WHAT THE EXERCISE ASKS: Copy out all of the data below with no alterations.

INFORMATION SUPPLIED:
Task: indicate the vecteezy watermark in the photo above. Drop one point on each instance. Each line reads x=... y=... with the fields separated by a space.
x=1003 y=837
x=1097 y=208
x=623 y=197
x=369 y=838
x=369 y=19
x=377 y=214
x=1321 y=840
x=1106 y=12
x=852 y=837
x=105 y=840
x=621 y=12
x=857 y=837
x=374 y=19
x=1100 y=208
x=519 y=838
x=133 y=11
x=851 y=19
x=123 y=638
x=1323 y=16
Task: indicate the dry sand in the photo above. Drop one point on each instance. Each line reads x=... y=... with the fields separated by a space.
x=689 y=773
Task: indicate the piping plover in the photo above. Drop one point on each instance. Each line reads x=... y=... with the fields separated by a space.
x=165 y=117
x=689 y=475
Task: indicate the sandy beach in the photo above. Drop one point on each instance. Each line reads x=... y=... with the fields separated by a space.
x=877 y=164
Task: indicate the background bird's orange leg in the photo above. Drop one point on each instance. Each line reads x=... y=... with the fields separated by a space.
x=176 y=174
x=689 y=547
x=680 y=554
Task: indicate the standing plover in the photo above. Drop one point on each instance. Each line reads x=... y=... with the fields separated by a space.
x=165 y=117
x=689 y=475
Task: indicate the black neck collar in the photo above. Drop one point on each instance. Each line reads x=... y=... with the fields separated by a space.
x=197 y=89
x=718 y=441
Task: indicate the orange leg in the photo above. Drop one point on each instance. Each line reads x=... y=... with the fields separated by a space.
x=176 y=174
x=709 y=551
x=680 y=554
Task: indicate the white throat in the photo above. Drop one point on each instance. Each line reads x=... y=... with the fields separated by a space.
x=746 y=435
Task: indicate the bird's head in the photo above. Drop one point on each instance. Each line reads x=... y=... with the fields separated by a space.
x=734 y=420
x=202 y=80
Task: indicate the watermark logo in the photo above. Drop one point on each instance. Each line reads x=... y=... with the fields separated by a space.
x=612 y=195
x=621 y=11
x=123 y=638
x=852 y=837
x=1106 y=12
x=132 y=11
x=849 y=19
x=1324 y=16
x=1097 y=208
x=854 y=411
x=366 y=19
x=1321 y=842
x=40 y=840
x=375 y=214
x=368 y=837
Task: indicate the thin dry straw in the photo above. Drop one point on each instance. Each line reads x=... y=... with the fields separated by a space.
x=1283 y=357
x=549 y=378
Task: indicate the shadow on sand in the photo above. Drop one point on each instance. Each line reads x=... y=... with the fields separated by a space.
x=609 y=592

WRITTEN RESPONSE:
Task: indicate the vecteezy watermark in the photo above. Drop one point on each instance. Each line reads x=... y=... with the fields separated by a space.
x=1003 y=837
x=1097 y=208
x=623 y=197
x=369 y=838
x=369 y=19
x=377 y=214
x=1321 y=840
x=1106 y=12
x=852 y=837
x=105 y=840
x=621 y=12
x=857 y=837
x=374 y=19
x=1100 y=208
x=519 y=838
x=133 y=11
x=851 y=19
x=123 y=638
x=1323 y=16
Task: indicate the dry sand in the photo above. Drop one point on each instance. Each line reads x=... y=... with the fields separated by a space.
x=689 y=773
Task: indicate the piping plover in the photo above. Drop one point on each instance. Each line reads x=... y=... with the fields separated by a space.
x=165 y=117
x=689 y=475
Task: indicate the sandy beach in the photo above. Drop one point on each instance. Each line reads x=... y=... with the fields separated by a space.
x=877 y=164
Task: indicate the background bird's orange leg in the photo above. Drop one point on each instance. Each line reads x=... y=... with the fields separated by a space.
x=176 y=174
x=689 y=547
x=680 y=554
Task: indicate the standing plover in the photo above. Drop one point on each instance. Each line reads x=... y=... with the fields separated by a space.
x=165 y=117
x=689 y=475
Task: indicate the black neck collar in the photo above. Drop one point on each instance. Each line reads x=... y=... with the fields separated by a space.
x=197 y=89
x=718 y=441
Task: indicate the orange leg in the photo above. Drop one point on each instance. Each line reads x=... y=... with the fields separated by a space.
x=176 y=174
x=709 y=551
x=680 y=554
Task: indicate the white throat in the photo above. Drop one point on each instance. Each line reads x=... y=... with the fields separated by a space.
x=746 y=435
Task: indicate the bird's head in the photo above. Drop one point on each instance. Each line reads x=... y=... with the fields separated by a space.
x=734 y=420
x=202 y=80
Task: indicate the watermark logo in the photo above. Drop one point on each instance. Each line reads x=... y=... with the fields separated by a space.
x=612 y=195
x=621 y=11
x=123 y=638
x=852 y=837
x=1106 y=12
x=132 y=11
x=849 y=19
x=1324 y=16
x=1097 y=208
x=854 y=411
x=366 y=19
x=1321 y=842
x=40 y=840
x=375 y=214
x=368 y=837
Task: indicate the thin dry straw in the photo above. Drop one point on each instance. Each line reads x=... y=... with the fields separated by a space.
x=1283 y=357
x=549 y=378
Task: indicate the shadow on sand in the photo above. Drop one point on each instance. Each line reads x=... y=... with the fields separated by a space.
x=609 y=592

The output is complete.